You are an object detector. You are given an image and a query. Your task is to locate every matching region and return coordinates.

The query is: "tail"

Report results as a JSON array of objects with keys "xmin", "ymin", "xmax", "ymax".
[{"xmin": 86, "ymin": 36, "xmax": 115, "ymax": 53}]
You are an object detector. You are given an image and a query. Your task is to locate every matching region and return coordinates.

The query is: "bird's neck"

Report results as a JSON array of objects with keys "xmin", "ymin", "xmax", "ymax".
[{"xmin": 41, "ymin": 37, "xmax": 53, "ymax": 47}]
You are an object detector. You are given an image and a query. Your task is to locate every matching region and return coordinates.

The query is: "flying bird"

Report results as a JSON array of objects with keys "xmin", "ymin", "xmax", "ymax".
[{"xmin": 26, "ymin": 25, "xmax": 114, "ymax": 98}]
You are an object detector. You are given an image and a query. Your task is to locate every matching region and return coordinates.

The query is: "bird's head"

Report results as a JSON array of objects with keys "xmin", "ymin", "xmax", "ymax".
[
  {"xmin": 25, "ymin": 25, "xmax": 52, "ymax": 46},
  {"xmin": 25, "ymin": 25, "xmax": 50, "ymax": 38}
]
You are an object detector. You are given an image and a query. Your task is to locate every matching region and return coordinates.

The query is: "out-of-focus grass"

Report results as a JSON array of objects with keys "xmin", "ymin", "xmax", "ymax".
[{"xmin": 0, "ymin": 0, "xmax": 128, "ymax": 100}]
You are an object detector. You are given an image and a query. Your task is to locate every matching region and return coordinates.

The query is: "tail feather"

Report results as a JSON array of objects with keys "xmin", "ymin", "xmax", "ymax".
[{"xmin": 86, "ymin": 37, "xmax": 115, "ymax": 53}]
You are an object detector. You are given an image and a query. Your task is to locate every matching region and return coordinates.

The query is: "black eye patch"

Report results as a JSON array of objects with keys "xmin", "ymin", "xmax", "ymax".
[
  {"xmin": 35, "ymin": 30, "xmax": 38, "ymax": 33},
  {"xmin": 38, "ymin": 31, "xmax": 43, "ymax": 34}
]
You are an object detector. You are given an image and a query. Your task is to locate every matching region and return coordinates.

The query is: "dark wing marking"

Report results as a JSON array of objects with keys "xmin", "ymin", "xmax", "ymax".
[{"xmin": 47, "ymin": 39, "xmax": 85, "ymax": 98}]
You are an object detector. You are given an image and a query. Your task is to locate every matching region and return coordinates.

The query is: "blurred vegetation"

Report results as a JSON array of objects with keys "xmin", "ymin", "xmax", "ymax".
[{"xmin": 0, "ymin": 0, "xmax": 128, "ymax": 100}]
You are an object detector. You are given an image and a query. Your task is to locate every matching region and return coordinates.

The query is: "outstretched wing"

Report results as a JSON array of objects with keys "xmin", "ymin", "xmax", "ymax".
=======
• **Énoncé de l'exercice**: Indiquez combien de lignes des items ci-dessus contiennent la chaîne "tail". Répondez uniquement par ce nombre.

• **Corrigé de l'exercice**: 2